#### [Entries supplied]

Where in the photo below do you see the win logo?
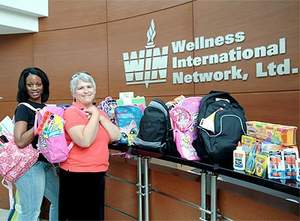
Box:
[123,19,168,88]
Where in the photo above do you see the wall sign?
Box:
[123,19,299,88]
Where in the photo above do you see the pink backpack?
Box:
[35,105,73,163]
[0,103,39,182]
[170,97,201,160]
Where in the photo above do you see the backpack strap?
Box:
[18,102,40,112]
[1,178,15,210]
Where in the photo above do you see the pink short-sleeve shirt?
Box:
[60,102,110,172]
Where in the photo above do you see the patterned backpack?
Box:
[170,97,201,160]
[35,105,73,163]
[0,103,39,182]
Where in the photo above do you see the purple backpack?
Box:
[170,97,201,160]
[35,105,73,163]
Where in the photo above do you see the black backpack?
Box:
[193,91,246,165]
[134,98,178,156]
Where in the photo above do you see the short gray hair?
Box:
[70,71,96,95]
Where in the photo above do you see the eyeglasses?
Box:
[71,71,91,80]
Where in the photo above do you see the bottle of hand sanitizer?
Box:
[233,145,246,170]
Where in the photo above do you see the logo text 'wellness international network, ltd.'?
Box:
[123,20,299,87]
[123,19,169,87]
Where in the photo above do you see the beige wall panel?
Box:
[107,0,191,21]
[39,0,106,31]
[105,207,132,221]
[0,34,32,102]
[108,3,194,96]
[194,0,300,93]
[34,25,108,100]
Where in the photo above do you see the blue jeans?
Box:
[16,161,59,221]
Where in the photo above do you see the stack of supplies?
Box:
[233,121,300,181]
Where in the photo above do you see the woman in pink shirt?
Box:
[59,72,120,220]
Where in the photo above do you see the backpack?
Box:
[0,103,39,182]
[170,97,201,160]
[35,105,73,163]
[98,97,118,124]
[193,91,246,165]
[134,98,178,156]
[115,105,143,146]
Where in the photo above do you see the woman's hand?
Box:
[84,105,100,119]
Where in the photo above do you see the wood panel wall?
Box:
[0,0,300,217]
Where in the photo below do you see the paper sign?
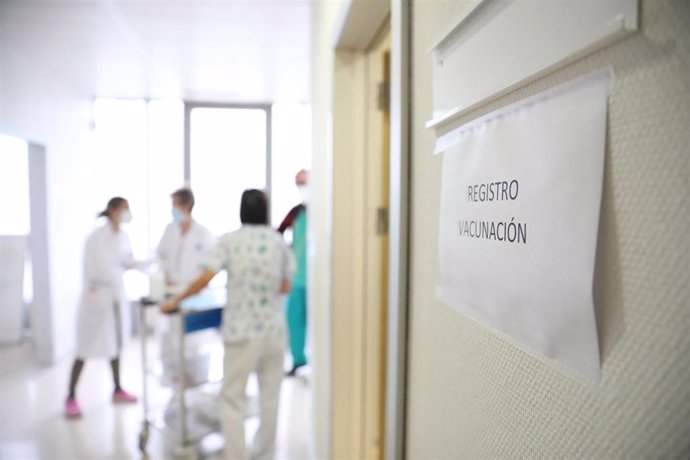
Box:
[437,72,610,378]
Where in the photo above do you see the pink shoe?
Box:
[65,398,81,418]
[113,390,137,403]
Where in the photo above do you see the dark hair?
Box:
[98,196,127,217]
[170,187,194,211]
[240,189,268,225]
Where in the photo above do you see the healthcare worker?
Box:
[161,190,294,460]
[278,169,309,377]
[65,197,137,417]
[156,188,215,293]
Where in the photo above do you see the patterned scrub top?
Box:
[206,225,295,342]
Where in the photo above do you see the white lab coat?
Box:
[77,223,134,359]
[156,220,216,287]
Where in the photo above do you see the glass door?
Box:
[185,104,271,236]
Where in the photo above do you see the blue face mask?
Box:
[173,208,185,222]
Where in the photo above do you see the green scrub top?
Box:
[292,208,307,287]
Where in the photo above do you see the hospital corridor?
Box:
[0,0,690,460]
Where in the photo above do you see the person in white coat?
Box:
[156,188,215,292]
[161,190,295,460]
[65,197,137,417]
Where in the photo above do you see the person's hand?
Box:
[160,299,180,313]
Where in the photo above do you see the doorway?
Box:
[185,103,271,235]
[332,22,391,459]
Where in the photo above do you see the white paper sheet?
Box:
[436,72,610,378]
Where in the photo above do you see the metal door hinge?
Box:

---

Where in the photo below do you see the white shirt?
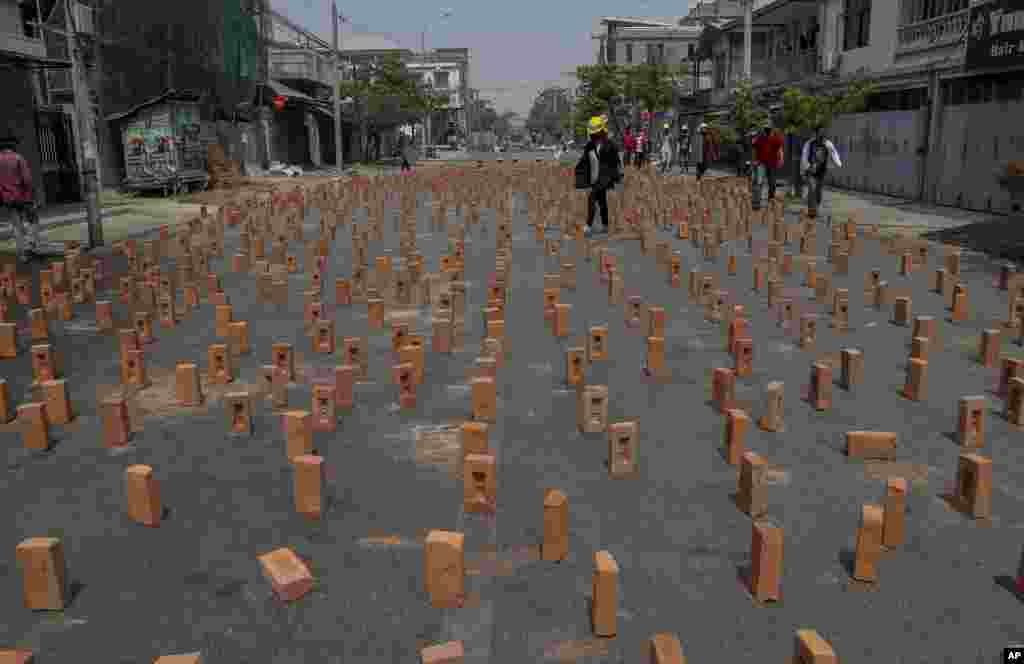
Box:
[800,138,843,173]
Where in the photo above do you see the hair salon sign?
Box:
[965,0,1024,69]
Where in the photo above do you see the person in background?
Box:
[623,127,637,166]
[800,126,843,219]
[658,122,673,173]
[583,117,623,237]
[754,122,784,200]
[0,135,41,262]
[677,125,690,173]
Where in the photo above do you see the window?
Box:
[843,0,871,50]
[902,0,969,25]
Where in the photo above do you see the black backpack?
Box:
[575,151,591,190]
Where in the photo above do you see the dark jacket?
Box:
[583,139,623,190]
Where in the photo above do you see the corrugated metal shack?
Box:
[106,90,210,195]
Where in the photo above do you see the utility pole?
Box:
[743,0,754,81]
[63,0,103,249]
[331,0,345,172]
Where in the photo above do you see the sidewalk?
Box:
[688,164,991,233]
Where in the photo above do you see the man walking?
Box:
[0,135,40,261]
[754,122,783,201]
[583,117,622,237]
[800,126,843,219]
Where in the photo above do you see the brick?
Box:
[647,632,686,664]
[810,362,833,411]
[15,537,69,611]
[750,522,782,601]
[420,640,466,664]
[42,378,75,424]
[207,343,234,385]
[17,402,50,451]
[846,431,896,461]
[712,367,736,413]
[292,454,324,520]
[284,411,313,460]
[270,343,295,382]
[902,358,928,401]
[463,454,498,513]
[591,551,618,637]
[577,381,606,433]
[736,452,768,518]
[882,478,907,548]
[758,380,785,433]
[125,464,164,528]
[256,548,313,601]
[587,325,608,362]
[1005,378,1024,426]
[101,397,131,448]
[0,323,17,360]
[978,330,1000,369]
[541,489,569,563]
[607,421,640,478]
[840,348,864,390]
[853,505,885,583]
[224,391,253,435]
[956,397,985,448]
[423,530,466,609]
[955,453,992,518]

#### [What to do]
Reproduce the stretch from the line containing "Where in the photo above do you see the backpack strap?" through the line containing "[185,104,271,236]", including both of those lines. Leave the pictures out.

#### [The output]
Where in the photo above do you see the backpack strap?
Box:
[18,102,40,112]
[1,178,15,210]
Where in the photo above do you see the pink short-sleeve shirt?
Box:
[60,102,110,172]
Where in the photo above do you see the patterned backpack?
Box:
[170,97,201,160]
[35,105,73,163]
[0,103,39,182]
Where in the photo above do you see the purple backpack?
Box:
[170,97,201,160]
[35,105,73,163]
Where in the photo above do you see the black backpack?
Box:
[193,91,246,165]
[134,98,178,156]
Where in the photo above do you see the short gray hair?
Box:
[70,71,96,95]
Where in the photo above do you see the eyeglasses?
Box:
[71,71,91,80]
Where in the photo above do you see the bottle of hand sanitizer?
Box:
[233,145,246,170]
Where in the photo above do you see the logo text 'wellness international network, ltd.'?
Box:
[123,20,299,87]
[123,19,169,87]
Where in the photo above do you see the beige wall panel?
Box:
[107,0,191,21]
[39,0,106,31]
[105,207,132,221]
[0,34,32,102]
[108,3,194,96]
[194,0,300,93]
[34,25,108,100]
Where in the photo above do you see the blue jeans?
Box:
[16,161,59,221]
Where in the photo above do you see the stack of supplies?
Box:
[233,121,300,181]
Where in the photo above do you see the woman in pink shirt?
Box:
[59,72,120,220]
Where in the photo above do you see the backpack?
Box:
[0,103,39,182]
[170,97,201,160]
[35,105,73,163]
[98,97,118,124]
[193,91,246,165]
[134,98,178,156]
[115,105,143,146]
Where in the photo above do you see the woman's hand?
Box:
[84,105,100,119]
Where in the photo above do you see the wood panel wall?
Box:
[0,0,300,217]
Where in the photo below do you see the paper sign?
Box:
[437,72,610,378]
Where in the photo above do you see the pink shoe?
Box:
[65,398,81,418]
[113,390,137,403]
Where in the photo above do you see the dark hair?
Box:
[98,196,127,217]
[170,187,194,211]
[240,189,268,225]
Where in the photo above do you see the healthcare worker?
Box:
[161,190,294,460]
[278,169,309,377]
[65,197,137,417]
[156,188,215,293]
Where in the photo above do you see the patterned scrub top?
Box:
[206,225,295,342]
Where in the photo above do you see the white lab coat?
Box:
[77,223,134,359]
[156,220,216,287]
Where in the photo above do you see the glass door?
Box:
[185,104,271,236]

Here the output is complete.